===== KUTIPAN TEKS
Pernyataan Kehendak dengan isyarat. Suatu perjanjian tidak hanya dapat dilakukan
oleh orang yang normal, akan tetapi bisa juga dilakukan oleh orang yang cacat
melalui isyarat dengan syarat jelas maksudnya dan tegas menunjukkan kehendak
untuk membuat perjanjian. Bila yang berakad adalah orang yang mampu untuk
berakad secara lisan, maka akadnya tidak dianggap terwujud. Ia harus
memanifestasikan kehendaknya secara lisan atau tulisan, karena isyarat meskipun
menunjukkan kehendak, ia tidak memberikan keyakinan jika dibandingkan dengan
keyakinan yang dihasilkan dari akad secara lisan atau tulisan. Demikian
pendapat Hanafiyah dan Syafi’iyyah. Hanya
saja para fuqaha berbeda pandangan tentang kapan bentuk isyarat ini digunakan
bagi orang yang normal. Ada yang menganggapnya sebagai pengecualian ketika cara
lain tidak dapat dipergunakan. Syafi’i tidak membolehkan digunakannya bentuk
pernyataan kehendak secara tulisan, tentunya untuk isyarat lebih-lebih tidak
membolehkannya. Yang paling fleksibel adalah pendapat mazhab maliki yang
membenarkan penggunaan isyarat oleh siapapun juga sekalipun bukan orang yang
cacat. Akad dapat terjadi dengan segala cara yang bisa menunjukkan perizinan
(ridha) para pihak.
==========
Tolong lanjutkan kutipan tentang pernyataan kehendak dengan isyarat, mulai setelah kalimat terakhirnya. Baris-baris di bawah ini tidak ada kaitannya dengan hal ini.
===== DATA YANG DISEDIAKAN
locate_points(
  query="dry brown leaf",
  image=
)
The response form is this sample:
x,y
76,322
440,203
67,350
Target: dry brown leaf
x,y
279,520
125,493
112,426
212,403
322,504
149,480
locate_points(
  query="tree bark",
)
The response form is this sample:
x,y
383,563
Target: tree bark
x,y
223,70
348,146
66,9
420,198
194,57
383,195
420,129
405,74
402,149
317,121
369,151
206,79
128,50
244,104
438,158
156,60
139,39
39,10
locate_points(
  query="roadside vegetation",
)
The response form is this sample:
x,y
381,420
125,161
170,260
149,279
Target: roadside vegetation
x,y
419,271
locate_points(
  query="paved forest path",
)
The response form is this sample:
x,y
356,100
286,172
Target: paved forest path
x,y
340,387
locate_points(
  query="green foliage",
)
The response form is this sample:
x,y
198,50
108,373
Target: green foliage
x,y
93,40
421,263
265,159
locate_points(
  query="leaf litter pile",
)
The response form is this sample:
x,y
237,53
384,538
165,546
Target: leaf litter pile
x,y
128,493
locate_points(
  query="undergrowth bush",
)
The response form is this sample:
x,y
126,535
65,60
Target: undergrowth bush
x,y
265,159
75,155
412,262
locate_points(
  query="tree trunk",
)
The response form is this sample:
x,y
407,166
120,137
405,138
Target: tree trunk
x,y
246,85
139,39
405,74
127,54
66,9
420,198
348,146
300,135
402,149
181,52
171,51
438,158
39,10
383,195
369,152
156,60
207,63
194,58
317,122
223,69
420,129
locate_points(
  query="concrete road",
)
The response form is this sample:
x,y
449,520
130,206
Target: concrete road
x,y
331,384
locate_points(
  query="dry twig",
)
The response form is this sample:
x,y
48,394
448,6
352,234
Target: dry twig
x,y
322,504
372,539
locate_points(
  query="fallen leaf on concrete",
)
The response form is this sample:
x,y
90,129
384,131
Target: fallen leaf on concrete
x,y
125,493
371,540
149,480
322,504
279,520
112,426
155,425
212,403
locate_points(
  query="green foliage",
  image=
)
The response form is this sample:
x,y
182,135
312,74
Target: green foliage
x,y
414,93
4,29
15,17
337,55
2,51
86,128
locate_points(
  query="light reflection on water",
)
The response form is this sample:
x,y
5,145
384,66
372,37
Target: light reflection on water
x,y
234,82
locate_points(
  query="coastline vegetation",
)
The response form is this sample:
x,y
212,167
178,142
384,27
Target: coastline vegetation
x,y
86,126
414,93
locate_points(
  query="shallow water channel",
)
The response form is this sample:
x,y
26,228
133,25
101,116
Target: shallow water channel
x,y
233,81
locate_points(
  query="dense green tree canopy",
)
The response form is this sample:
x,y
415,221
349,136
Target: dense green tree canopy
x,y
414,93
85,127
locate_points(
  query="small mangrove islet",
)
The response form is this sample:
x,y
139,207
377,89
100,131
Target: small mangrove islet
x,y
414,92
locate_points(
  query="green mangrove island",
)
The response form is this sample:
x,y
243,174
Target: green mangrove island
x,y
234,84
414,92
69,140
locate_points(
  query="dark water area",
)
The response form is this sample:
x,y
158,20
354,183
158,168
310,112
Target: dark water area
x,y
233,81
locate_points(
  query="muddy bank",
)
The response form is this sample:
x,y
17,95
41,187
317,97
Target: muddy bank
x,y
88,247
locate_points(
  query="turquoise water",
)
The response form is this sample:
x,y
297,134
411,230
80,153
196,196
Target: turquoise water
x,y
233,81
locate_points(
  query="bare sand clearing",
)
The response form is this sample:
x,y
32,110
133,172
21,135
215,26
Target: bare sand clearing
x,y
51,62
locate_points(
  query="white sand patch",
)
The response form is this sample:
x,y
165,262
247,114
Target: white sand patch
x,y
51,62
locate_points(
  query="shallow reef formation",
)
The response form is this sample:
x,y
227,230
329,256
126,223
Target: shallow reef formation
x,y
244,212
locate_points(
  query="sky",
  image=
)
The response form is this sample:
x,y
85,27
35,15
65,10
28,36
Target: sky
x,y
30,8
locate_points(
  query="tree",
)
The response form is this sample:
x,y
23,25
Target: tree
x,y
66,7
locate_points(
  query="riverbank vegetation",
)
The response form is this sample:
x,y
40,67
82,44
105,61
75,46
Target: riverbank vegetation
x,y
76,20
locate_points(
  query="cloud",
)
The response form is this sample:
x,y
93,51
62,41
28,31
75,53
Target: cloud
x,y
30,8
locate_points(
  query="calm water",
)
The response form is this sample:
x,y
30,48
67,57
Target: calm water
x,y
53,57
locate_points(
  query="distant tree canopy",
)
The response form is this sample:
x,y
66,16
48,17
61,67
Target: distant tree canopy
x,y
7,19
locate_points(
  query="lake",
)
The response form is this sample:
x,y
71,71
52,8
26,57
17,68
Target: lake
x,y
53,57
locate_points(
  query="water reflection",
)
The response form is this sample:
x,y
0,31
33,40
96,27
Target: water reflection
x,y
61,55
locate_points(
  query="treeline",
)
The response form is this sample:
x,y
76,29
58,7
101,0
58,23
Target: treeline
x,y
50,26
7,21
==========
*JAWABAN*.
e.
Pernyataan kehendak secara diam-diam (at-ta’ati). Seiring dengan perkembangan
kebutuhan masyarakat, akad dapat juga dilakukan secara perbuatan langsung,
tanpa menggunakan kata-kata, tulisan atau isyarat untuk menyatakan kehendaknya.
Bentuknya, adanya perbuatan memberi dan menerima dari para pihak yang telah
memahami perbuatan perjanjian tersebut dengan segala akibat hukumnya. Misalnya jual
beli yang terjadi di supermarket misalnya, yang tidak ada proses tawar menawar.
Pihak pembeli telah mengetahui harga barang yang secara tertulis dicantumkan
pada barang tersebut. Pada saat pembeli pergi ke meja kasir sambil memberikan
sejumlah uang, ini menunjukkan bahwa antara mereka telah memberikan
persetujuannya masing-masing, sehingga akad terjadi. Fuqaha juga berbeda pandangan tentang jenis pernyataan
ini. Kelompok Hanafiah menganggap sah akad secara ta’ati dalam setiap
akad kebendaan, jika hal ini telah menjadi kebiasaan sebuah masyarakat,tetapi
harga barang harus diberitahukan dengan jelas. Menurut Malikiyah akad ta’ati
ini harus disertai dengan indikasi yang sangat jelas yangn menunjukkan
kerelaan masing-masing pihak, baik telah menjadi adat atau tidak. Sedang
menurut Ssyafi’iyyah, akad tidak bisa dilaksanakan secara ta’ati
2.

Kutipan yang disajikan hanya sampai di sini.